§ Requirement: Copy the lines from the one containing "Each <instance> block" through the one containing "negative clicks: (229, 452)", swapping "rough mask" for "coarse mask" and leaving everything else unchanged.

******************************

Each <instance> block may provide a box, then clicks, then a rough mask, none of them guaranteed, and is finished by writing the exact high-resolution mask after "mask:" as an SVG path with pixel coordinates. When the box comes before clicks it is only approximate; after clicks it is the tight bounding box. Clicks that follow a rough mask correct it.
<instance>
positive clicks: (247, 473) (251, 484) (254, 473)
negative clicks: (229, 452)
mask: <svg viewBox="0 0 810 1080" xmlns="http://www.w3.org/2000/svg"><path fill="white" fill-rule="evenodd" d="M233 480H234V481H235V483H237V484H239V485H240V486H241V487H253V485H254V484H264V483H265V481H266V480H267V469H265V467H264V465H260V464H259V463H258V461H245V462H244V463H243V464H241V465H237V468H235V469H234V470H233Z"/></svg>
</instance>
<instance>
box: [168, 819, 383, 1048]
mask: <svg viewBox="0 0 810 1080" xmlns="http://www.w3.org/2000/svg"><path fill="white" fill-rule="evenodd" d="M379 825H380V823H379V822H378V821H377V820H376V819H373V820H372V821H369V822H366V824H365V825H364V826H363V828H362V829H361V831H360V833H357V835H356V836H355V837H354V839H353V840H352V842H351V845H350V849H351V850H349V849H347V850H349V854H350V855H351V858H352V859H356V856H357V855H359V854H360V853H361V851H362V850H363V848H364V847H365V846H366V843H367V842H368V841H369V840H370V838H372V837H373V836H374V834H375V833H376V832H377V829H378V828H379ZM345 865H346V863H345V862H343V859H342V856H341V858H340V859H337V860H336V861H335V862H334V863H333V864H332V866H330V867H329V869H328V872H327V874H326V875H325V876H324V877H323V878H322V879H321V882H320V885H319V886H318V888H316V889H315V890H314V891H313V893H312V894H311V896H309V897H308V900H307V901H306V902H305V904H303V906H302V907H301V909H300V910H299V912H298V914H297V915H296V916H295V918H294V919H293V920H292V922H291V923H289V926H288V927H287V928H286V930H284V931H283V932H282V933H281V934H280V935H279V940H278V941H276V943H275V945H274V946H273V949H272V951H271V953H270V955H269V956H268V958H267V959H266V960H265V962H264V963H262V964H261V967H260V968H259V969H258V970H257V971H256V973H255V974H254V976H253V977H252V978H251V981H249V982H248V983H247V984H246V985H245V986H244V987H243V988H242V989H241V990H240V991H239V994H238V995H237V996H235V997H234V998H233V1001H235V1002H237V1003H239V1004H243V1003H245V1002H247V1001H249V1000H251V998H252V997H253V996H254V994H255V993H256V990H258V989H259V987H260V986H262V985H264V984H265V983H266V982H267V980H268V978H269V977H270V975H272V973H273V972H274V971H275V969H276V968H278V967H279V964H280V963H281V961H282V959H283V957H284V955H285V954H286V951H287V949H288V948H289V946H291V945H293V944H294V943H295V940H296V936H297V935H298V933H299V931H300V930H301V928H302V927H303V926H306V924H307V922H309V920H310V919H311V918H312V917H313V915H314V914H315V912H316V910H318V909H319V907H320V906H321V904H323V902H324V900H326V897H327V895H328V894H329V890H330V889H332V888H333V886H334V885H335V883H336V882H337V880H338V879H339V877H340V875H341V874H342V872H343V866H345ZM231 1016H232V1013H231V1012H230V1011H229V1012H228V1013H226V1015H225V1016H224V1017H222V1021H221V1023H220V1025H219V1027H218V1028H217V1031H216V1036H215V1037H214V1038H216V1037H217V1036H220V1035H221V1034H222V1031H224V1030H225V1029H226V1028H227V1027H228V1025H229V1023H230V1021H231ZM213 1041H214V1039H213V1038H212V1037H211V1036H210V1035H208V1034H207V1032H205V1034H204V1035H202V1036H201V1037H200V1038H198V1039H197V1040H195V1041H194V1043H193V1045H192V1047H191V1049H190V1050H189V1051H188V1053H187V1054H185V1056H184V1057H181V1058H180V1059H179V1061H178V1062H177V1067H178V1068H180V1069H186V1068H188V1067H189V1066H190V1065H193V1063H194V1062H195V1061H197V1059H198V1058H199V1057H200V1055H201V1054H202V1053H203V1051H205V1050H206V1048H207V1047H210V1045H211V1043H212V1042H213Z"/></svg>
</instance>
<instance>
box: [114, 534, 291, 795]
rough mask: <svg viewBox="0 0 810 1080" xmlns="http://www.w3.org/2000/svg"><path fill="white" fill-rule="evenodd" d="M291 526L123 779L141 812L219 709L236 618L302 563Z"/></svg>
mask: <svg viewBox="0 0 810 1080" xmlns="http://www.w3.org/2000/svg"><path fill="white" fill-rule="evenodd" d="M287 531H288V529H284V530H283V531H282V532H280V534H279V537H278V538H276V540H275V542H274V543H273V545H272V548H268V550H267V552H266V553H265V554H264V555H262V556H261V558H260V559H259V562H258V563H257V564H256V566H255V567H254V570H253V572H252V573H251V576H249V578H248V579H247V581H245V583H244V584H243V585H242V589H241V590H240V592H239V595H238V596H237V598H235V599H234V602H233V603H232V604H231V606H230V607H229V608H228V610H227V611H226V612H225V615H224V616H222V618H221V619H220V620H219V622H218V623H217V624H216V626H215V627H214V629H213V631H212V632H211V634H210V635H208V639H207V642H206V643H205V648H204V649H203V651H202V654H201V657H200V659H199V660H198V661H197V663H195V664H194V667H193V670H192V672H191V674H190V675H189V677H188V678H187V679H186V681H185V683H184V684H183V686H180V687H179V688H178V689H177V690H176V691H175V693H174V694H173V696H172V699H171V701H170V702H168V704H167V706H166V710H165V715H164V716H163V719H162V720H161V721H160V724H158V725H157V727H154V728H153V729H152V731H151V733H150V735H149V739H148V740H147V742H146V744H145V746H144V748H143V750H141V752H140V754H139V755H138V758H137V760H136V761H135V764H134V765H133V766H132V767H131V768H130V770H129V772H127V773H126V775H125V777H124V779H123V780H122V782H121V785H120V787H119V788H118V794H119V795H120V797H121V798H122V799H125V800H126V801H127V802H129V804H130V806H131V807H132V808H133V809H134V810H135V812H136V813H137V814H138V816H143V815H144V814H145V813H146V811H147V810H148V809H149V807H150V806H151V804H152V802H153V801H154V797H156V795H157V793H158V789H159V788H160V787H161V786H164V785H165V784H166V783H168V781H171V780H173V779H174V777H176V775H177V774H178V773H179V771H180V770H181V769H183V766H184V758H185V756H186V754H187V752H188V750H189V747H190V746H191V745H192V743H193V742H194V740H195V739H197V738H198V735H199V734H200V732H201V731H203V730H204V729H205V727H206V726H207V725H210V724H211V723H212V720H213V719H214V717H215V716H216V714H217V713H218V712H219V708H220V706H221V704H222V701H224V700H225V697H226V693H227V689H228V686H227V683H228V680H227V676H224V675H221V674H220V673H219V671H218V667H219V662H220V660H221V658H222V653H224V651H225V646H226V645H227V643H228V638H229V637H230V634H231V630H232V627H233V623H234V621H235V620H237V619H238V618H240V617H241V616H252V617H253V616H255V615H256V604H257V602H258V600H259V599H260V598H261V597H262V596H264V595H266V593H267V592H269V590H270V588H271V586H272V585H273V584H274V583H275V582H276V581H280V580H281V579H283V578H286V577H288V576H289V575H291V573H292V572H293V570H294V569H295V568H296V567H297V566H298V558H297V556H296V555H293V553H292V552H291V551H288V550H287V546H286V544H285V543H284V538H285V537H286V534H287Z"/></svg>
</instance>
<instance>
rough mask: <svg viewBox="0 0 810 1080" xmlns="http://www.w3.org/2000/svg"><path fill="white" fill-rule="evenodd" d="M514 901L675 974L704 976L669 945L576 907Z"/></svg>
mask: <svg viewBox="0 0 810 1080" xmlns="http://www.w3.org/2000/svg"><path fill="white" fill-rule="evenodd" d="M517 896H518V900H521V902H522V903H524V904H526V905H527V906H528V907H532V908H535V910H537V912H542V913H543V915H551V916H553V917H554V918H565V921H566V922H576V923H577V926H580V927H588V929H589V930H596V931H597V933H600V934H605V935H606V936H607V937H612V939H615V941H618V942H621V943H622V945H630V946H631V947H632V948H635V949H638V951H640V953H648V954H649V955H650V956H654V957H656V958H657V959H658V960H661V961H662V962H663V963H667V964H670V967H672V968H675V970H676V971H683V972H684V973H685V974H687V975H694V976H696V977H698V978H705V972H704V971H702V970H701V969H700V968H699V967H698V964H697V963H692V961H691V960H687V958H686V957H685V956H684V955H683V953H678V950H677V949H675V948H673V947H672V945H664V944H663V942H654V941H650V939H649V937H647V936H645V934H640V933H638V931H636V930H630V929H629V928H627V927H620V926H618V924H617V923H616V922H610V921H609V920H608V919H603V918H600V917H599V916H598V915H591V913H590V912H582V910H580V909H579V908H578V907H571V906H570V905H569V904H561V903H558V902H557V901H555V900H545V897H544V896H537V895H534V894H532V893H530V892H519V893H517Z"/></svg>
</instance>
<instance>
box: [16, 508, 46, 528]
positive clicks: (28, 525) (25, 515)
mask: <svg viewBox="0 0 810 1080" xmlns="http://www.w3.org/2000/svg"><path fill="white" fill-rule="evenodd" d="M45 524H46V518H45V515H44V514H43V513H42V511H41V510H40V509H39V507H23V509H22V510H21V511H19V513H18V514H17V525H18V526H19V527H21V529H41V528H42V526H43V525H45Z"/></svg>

******************************

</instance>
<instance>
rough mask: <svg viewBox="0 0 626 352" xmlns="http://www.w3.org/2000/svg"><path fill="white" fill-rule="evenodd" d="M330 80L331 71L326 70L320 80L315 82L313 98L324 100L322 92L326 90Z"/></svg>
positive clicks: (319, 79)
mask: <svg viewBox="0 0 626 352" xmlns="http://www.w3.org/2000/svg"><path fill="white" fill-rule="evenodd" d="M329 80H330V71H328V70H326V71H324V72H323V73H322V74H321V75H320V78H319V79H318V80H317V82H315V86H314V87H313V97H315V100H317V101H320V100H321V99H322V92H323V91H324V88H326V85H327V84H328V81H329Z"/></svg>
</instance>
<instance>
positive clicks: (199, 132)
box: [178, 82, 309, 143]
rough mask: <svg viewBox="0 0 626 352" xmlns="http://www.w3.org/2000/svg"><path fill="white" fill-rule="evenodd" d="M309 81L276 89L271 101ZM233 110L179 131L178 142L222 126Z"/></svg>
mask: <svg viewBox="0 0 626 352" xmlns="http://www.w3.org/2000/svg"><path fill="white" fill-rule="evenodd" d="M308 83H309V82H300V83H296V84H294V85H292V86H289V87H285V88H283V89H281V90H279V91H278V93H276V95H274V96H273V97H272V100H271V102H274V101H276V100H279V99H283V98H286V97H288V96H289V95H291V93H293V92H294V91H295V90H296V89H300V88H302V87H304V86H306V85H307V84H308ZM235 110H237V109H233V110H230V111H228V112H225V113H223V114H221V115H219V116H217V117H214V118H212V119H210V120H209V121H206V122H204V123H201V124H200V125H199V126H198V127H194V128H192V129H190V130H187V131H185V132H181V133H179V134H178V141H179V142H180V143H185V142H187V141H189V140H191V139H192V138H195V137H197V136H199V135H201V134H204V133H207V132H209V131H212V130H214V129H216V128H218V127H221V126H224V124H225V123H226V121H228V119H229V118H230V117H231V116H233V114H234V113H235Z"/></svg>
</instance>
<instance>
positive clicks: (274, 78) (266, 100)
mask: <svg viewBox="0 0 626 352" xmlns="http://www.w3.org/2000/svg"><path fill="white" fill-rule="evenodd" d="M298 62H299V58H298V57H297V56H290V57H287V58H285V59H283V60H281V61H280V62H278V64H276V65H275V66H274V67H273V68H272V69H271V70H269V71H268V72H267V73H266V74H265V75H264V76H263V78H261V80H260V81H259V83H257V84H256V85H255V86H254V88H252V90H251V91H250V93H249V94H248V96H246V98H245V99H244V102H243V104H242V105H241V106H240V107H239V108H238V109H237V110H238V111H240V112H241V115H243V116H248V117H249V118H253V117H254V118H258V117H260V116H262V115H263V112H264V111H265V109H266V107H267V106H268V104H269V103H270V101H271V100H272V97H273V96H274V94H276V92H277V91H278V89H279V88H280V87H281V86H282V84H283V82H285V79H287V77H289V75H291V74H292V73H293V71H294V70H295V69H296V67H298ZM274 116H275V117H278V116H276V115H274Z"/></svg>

******************************

§ Response:
Each <instance> block may provide a box, then clicks, then a coarse mask, none of them guaranteed, and is finished by writing the exact high-resolution mask after "mask:" as an SVG path with pixel coordinates. When the box comes before clicks it is only approximate; after clicks it is the tight bounding box. Clicks that follow a coarse mask correct it.
<instance>
positive clicks: (247, 473) (251, 484) (254, 473)
negative clicks: (229, 452)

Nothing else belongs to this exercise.